INPUT
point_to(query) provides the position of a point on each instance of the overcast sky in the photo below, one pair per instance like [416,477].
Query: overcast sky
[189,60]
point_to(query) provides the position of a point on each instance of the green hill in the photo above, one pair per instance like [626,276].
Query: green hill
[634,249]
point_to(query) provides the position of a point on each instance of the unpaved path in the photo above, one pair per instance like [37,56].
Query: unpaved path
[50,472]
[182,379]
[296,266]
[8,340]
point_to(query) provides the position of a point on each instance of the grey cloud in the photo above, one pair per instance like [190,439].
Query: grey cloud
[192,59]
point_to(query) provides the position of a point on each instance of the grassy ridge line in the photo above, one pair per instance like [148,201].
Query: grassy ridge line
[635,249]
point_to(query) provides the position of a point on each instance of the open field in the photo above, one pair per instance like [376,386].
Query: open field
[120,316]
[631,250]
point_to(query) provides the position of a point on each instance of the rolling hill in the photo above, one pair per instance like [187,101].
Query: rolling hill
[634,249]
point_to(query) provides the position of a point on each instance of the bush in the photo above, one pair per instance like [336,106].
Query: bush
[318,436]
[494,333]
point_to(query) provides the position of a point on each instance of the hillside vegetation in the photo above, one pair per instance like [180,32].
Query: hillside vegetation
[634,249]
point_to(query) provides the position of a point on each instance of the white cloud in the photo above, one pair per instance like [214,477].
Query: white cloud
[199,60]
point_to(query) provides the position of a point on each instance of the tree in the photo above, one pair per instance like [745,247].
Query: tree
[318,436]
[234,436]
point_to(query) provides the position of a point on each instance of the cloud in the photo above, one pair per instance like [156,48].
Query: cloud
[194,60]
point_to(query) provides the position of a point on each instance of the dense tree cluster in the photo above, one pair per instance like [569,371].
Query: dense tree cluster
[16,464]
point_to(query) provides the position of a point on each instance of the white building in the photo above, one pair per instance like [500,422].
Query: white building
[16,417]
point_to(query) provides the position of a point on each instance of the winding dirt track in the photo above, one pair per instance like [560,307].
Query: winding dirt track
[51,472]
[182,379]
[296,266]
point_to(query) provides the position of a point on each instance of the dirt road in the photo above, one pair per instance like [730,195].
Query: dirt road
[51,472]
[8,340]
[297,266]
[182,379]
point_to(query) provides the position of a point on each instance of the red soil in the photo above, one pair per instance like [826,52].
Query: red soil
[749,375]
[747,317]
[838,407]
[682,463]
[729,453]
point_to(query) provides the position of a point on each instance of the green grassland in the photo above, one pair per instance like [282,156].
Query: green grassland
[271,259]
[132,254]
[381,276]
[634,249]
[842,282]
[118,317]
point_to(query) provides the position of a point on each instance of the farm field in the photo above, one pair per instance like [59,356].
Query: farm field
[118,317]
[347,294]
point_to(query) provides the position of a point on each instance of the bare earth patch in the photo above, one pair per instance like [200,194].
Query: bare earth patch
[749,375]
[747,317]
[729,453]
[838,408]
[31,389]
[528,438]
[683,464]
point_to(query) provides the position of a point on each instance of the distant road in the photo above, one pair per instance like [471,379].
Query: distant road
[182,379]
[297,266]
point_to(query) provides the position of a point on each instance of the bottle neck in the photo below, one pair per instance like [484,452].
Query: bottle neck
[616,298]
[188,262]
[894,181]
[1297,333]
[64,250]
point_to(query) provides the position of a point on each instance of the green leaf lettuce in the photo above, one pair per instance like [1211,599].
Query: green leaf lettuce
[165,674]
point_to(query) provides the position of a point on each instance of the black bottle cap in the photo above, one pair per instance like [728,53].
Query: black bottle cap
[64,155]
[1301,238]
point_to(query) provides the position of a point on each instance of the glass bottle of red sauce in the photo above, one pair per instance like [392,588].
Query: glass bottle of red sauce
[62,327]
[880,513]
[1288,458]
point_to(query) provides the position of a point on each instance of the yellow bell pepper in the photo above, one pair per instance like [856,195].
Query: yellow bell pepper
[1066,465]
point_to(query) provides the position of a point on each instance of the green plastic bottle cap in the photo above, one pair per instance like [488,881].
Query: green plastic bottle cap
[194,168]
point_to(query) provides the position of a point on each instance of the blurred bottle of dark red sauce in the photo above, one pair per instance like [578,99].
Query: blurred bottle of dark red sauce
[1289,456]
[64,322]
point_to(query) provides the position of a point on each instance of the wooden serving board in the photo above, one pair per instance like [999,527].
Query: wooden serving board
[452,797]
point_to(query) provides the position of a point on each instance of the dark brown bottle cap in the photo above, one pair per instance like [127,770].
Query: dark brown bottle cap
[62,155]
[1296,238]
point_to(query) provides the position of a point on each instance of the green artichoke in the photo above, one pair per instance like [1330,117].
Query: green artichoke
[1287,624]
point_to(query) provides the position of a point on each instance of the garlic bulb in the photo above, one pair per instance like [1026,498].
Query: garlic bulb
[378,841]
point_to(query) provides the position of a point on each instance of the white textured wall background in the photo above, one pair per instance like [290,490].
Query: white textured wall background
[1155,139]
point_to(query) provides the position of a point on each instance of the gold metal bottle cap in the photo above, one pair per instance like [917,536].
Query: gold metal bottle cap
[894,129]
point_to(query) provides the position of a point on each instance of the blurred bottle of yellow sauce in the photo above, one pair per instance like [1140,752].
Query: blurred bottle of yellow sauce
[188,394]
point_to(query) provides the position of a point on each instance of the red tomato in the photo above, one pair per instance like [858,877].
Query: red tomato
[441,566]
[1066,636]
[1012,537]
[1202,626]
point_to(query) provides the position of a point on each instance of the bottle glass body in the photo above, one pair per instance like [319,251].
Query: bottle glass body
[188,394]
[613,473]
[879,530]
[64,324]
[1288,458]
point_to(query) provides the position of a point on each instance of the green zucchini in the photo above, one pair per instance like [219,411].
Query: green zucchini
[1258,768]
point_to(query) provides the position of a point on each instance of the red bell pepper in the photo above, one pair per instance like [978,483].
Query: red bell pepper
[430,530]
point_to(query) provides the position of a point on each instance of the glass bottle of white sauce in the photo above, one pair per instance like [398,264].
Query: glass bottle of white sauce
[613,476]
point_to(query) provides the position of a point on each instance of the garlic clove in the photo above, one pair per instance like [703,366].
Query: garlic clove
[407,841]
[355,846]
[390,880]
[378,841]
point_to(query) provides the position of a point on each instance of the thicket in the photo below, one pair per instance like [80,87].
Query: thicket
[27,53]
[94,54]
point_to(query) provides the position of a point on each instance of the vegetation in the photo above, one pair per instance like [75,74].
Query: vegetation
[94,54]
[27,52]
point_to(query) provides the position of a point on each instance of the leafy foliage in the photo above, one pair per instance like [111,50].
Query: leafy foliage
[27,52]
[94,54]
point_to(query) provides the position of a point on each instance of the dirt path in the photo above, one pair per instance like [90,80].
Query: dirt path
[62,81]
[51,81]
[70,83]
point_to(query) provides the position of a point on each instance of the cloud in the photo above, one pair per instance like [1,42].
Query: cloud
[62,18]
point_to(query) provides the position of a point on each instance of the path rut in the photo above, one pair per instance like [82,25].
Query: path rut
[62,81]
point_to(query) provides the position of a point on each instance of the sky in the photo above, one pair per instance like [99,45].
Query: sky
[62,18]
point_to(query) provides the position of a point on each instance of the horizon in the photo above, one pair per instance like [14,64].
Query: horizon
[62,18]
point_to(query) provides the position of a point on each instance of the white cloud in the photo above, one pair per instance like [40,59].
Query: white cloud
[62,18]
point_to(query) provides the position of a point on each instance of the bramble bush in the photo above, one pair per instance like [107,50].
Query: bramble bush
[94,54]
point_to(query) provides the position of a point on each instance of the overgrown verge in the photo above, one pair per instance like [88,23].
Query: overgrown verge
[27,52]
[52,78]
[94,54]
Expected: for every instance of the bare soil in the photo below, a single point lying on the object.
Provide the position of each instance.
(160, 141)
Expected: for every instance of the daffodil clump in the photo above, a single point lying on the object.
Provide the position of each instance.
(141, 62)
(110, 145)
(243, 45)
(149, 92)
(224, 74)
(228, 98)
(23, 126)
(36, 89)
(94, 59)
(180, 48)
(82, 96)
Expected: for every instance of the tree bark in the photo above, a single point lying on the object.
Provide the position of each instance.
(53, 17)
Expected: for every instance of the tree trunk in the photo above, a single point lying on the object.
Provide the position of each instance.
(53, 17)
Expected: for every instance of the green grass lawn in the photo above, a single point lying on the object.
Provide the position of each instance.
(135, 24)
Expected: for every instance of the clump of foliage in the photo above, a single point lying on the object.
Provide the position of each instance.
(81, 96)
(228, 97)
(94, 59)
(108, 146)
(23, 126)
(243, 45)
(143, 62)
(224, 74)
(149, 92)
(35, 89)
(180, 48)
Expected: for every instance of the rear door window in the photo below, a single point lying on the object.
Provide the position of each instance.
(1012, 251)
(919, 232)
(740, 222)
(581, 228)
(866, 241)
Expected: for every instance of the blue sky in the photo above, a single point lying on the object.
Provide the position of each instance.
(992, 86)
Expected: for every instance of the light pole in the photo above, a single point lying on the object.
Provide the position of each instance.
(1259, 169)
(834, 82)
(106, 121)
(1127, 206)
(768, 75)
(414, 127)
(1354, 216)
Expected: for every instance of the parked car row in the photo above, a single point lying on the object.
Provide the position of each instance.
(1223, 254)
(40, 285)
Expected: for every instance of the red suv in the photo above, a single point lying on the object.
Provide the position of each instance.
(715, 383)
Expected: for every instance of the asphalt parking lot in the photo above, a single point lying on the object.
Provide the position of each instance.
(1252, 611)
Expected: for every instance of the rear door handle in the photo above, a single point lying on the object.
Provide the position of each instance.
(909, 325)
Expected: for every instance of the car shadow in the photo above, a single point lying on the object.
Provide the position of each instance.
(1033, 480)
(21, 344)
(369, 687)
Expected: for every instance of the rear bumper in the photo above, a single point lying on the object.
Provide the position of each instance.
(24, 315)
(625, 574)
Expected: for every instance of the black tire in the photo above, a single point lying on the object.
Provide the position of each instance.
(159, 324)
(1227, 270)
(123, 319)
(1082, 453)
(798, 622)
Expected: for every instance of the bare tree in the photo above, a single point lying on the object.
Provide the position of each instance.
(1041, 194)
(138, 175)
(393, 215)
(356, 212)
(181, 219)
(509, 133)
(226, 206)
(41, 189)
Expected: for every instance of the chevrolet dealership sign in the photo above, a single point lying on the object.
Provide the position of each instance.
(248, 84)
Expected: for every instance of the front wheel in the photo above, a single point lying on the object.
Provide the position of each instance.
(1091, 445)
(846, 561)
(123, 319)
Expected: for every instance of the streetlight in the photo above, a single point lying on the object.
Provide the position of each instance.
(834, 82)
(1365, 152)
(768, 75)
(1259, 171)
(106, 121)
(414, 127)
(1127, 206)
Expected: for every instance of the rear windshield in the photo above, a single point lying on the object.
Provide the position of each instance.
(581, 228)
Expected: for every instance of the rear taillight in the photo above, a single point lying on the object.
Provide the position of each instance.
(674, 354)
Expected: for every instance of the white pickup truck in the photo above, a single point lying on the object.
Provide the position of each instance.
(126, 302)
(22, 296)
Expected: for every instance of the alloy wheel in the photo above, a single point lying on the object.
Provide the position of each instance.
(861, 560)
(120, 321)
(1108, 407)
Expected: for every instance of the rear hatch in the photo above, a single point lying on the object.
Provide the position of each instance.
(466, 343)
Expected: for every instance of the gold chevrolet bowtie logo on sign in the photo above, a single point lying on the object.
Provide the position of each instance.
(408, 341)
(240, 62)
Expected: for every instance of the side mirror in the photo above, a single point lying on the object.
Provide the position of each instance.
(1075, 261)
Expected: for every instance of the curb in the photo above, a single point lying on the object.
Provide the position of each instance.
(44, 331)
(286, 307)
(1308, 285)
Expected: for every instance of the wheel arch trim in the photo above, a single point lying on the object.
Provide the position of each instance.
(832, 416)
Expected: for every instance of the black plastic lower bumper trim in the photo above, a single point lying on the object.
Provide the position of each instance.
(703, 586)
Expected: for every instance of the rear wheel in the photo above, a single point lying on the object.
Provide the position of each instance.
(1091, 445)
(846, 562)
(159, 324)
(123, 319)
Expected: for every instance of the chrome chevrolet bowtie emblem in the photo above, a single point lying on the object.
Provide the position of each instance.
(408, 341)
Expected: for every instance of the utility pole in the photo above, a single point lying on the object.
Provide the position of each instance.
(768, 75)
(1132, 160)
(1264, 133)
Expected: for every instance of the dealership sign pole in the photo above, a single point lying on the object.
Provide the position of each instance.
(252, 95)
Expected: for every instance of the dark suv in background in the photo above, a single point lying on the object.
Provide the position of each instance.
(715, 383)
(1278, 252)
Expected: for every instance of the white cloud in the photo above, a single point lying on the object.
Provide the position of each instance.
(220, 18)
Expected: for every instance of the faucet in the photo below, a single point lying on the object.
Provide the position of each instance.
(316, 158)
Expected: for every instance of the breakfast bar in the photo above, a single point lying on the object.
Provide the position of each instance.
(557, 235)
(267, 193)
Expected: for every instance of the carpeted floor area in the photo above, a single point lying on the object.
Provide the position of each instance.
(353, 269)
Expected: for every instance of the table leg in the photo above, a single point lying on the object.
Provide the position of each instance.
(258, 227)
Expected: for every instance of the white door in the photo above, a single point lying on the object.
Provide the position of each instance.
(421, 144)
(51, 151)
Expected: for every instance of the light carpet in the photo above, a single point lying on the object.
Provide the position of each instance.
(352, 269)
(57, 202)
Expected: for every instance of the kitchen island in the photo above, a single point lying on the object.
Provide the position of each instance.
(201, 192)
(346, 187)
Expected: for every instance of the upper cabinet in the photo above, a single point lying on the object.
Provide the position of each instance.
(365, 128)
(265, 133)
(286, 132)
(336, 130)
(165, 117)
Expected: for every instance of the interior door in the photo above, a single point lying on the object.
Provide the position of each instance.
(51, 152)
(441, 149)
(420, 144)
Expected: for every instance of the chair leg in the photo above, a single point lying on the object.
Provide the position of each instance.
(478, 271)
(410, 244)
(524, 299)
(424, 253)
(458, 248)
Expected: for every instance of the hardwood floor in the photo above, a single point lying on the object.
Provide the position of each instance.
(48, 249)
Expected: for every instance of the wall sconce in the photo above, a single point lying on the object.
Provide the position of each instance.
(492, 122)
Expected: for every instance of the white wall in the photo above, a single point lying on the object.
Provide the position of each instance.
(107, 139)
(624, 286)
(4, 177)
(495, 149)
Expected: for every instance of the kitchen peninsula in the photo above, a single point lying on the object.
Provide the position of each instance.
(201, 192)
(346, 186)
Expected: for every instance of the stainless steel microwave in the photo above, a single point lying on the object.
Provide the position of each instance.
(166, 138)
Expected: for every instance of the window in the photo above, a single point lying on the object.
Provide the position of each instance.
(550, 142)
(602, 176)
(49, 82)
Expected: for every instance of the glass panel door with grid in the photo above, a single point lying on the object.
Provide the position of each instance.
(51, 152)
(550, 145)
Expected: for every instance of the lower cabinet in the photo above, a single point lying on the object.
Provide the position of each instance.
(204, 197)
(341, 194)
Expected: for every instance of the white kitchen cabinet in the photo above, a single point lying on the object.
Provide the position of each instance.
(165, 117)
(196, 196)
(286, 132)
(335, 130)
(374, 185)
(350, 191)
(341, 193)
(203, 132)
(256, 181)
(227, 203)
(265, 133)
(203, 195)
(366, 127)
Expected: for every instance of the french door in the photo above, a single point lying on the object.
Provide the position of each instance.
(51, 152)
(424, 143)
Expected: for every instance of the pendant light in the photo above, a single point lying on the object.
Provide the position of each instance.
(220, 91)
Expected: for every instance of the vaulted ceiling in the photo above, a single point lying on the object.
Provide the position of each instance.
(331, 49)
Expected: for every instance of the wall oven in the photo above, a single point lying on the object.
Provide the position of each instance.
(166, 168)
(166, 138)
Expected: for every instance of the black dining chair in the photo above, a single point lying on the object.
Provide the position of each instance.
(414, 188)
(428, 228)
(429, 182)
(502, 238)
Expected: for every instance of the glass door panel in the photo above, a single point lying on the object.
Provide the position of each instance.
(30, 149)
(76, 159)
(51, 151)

WHAT YOU NEED TO DO
Reproduce every line of the records containing the string "below".

ANSWER TO THIS PROBLEM
point_to(query) provides the position of a point on each instance of the overcast sky in the photo below, one pair per instance like [416,477].
point_to(query) provides the position of a point on each instance of the bottle neck in the photo below, one pair per instance like [484,452].
point_to(query) provides the position of a point on each instance of the thicket in the photo below, one pair per instance like [80,87].
Expected: for every instance of the bare soil in the photo below, a single point lying on the object.
Expected: for every instance of the rear door window in the photo below, a single point lying on the object.
Expected: for every instance of the faucet in the photo below, a single point lying on the object.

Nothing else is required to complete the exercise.